==== Trecho do documento ====

Assim como a natureza dos genitores explicita a dos filhos, a dos filhos também

diz da natureza dos pais. Podemos compreender melhor Espanto na Teogonia a partir de

suas filhas

Espanto à filha do Oceano de profundo fluir

desposou, Ambarina. Ela pariu ligeira Íris

e Harpias de belos cabelos: Procela e Alígera

que a pássaros e rajadas de vento acompanham

com asas ligeiras, pois no abismo do ar se lançam (Id. Ibid., v. 265 a 269).

São três as filhas de Espanto e Ambarina. As Harpias, Procela e Alígera, que

Torrano afirma serem “as duas surpreendentes Harpias”, Tempestade e Alígera21, e a

rápida Íris, mensageira dos deuses.

As Harpias são forças surpreendentes da natureza. Tempestade e Alígera

parecem, assim, nos indicar a relação de Espanto com forças naturais imensas,

arrebatadoras, que tomam os homens, tanto no que elas têm de assustador, como

também no que têm de beleza. Isso nos remete novamente ao Mar, que também é

marcado pelo terrível, destruidor, assustador, traços que aparecem na natureza do filho,

Espanto.

====

» Instruções das tarefas:
a) Reescreva o trecho do texto sobre Espanto e suas filhas que vai de "São três as" até "mensageira dos deuses.", colocando "emissária" no lugar de "mensageira".
b) De acordo com o texto sobre Espanto e suas filhas, as afirmações abaixo estão certas? Para cada uma, responda sim ou não e cite as palavras do texto que decidem a resposta.
(i) Espanto e Ambarina tiveram três filhas.
(ii) Íris é uma das Harpias.
(iii) Ambarina é filha do Oceano.
c) Continue o texto sobre Espanto e suas filhas na Teogonia a partir do ponto em que ele para.

==== Amostra dos dados ====

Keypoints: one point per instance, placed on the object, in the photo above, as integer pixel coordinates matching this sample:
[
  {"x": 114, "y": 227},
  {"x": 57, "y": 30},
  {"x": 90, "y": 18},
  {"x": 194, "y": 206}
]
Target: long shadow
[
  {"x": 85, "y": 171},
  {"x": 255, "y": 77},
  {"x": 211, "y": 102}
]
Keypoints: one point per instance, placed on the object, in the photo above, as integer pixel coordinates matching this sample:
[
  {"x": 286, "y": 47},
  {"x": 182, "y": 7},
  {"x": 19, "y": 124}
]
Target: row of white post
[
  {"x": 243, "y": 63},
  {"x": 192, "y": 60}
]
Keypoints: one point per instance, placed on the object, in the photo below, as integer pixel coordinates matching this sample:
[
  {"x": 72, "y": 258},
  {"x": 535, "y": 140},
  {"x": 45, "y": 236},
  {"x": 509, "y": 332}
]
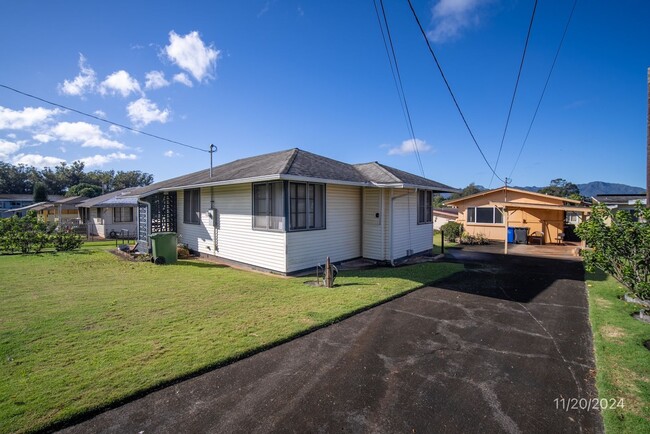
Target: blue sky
[{"x": 260, "y": 76}]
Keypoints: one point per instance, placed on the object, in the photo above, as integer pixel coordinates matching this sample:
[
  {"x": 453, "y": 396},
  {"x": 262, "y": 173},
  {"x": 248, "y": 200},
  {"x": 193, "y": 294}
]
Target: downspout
[
  {"x": 392, "y": 218},
  {"x": 148, "y": 205},
  {"x": 214, "y": 220}
]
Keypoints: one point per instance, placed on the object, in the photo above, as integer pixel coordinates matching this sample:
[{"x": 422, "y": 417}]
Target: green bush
[
  {"x": 451, "y": 230},
  {"x": 28, "y": 234},
  {"x": 65, "y": 241},
  {"x": 619, "y": 245}
]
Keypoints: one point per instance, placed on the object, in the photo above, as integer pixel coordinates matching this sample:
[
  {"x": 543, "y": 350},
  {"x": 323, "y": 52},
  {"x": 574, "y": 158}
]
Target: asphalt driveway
[{"x": 500, "y": 347}]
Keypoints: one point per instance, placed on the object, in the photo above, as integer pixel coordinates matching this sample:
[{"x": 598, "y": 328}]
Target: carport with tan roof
[{"x": 492, "y": 212}]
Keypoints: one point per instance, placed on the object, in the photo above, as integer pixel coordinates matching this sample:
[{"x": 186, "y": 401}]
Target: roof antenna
[{"x": 212, "y": 150}]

====

» Problemas resolvidos:
a)
São três as filhas de Espanto e Ambarina. As Harpias, Procela e Alígera, que

Torrano afirma serem “as duas surpreendentes Harpias”, Tempestade e Alígera21, e a

rápida Íris, emissária dos deuses.

b)
(i) Sim: "São três as filhas de Espanto e Ambarina."
(ii) Não: "As Harpias, Procela e Alígera"
(iii) Sim: "Espanto à filha do Oceano de profundo fluir"

c)
Íris, de ágeis pés, é mensageira. Rápida, transmite as mensagens dos deuses aos

homens e leva as súplicas destes aos deuses. Como mensageira, Íris é uma divindade

que liga os homens aos deuses, os mortais aos imortais; a seu modo, transmitindo

mensagens e súplicas, estabelece uma ponte entre o humano e o divino. Outro traço

importante de Íris é de ser a responsável por presidir a cerimônia do grande juramento

dos deuses, que acontece quando discórdias e brigas atingem o reino dos imortais:

Pouco a filha de Espanto Íris de ágeis pés

aí vem mensageira sobre o largo dorso do mar:

21 Id. Ibid., p. 61.

19

quando briga e discórdia surgem entre imortais

e se um dos que têm o palácio Olímpio mente

Zeus faz Íris trazer o grande juramento dos Deuses

num jarro de ouro, a longe água de muitos nomes

fria.Ela precipita-se da íngreme pedra

alta. E abundante sob a terra de amplas vias

do rio sagrado flui pela noite negra,

braço do Oceano, décima parte ela constitui:

nove envolvem a terra e o largo dorso do mar

com rodopios de prata e depois caem no sal,

ela só proflui da pedra, grande pena aos Deuses (Id. Ibid., v. 780 a 792).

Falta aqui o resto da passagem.